● DIRECTIVE
Retype all the records with nothing changed.

● Pointing dataset records
>> Begin

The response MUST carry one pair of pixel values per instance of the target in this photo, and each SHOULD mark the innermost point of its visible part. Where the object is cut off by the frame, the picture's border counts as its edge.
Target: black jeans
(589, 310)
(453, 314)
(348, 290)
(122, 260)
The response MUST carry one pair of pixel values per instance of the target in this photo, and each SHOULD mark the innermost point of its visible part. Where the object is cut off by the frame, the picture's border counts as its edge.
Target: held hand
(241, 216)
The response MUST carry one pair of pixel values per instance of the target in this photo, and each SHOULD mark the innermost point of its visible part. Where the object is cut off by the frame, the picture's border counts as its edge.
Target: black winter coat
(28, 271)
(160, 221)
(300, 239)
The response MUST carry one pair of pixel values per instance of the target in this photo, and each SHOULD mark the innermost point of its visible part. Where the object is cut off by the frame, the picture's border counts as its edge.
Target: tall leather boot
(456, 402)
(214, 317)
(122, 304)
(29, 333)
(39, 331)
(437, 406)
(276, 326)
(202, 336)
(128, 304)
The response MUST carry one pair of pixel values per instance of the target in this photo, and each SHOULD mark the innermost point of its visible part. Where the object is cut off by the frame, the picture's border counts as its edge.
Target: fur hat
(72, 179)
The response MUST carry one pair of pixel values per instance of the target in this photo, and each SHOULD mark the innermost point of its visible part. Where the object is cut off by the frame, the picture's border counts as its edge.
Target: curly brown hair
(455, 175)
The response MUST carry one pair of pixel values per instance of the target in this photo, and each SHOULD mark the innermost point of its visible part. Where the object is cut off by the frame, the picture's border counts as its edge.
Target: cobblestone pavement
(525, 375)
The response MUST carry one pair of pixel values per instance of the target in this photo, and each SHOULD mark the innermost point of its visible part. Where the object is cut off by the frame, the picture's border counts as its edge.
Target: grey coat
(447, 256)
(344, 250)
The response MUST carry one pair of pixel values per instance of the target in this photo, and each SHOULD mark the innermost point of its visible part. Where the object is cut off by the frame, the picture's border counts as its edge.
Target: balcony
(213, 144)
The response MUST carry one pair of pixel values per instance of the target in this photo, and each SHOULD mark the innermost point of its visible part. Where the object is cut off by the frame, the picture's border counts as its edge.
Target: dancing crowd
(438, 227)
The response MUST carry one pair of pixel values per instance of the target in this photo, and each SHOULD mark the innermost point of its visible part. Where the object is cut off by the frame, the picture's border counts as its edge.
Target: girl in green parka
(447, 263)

>> End

● ANSWER FOR THE TASK
The response MUST carry one pair of pixel values per instance of the target in this photo, and each SHOULD mark the innermost point of its visible part. Where the object is cut off by the frame, the picture's border counts as its edge.
Target: black jeans
(589, 310)
(453, 314)
(348, 290)
(122, 260)
The response MUST carry one pair of pixel values per instance of the target in this photo, and each SHOULD mark the innermost point of its visible part. Where the object is cut off by the frame, the picture's border counts as its edge.
Target: held hand
(241, 216)
The response MUST carry one pair of pixel values per instance of the target in this photo, and each SHOULD mark the innermost point of its visible part. Where the object is cut off by the frame, the picture's border counts as its edge.
Target: black winter coat
(28, 271)
(160, 221)
(300, 239)
The response MUST carry one pair of pixel values per instance of the target in this photo, and each SHOULD mark the innermost point of its visible part. Where the object is cut off by the frame, the picture's border counts as its edge.
Target: tall leather boot
(456, 402)
(214, 317)
(122, 304)
(29, 333)
(39, 331)
(437, 406)
(276, 326)
(202, 336)
(128, 304)
The response MUST carry one pair of pixel values per instance of the target in this photo, and each SHOULD mark the innermost point of its visible part. Where the object is cut off by the frame, the picture's border counts as its edge.
Target: fur hat
(72, 179)
The response MUST carry one pair of pixel values per instance of the target in this photo, and each SHOULD mark the innermost point of its visible part. Where the object is cut off by the frame, the picture's border counts as its edge.
Target: curly brown hair
(455, 175)
The response MUST carry one pair of pixel values per instance of the target in this photo, and each SHOULD mark the innermost point of its visible part. Where the object is cut off by the frame, the picture's border counts as its edge.
Target: cobblestone pavement
(525, 375)
The response MUST carry one pair of pixel values per instance of the target in this photo, and each SHOULD mark the innermost point of its visible part. Where the object is cut off by the frame, the picture's border counts as its edge.
Target: grey coat
(447, 256)
(344, 250)
The response MUST carry one pair of pixel values per instance of the target in this photo, and each SHOULD mark the innermost point of its visible part. Where the object is cut off by the frame, the picture's border counts as its edge.
Target: balcony
(213, 144)
The response MUST carry one pair of pixel values per instance of the target in this photo, and each SHOULD mark the innermost point of its visible part. Where the object is cut off by the frame, the picture's border counts as its edge.
Target: dancing crowd
(438, 227)
The response MUST carry one pair of pixel values per instance of the target in this photo, and each SHOULD mark the innermost point of its visible part. Where the object is cut off by the frame, the picture's border counts as its edge.
Target: girl in green parka
(447, 263)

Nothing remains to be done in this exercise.